PROBLEM TO SOLVE ->
Copy every line of the material below, and offset each coordinate in the answers by -14.

⁂

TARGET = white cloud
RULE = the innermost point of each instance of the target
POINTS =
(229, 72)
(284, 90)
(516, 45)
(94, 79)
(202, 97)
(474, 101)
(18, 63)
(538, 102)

⁂

WRITTEN REPLY ->
TARGET = white cloud
RULE = the innermost point of each instance of the target
POINTS =
(215, 58)
(270, 76)
(502, 31)
(80, 65)
(188, 83)
(460, 87)
(4, 49)
(524, 88)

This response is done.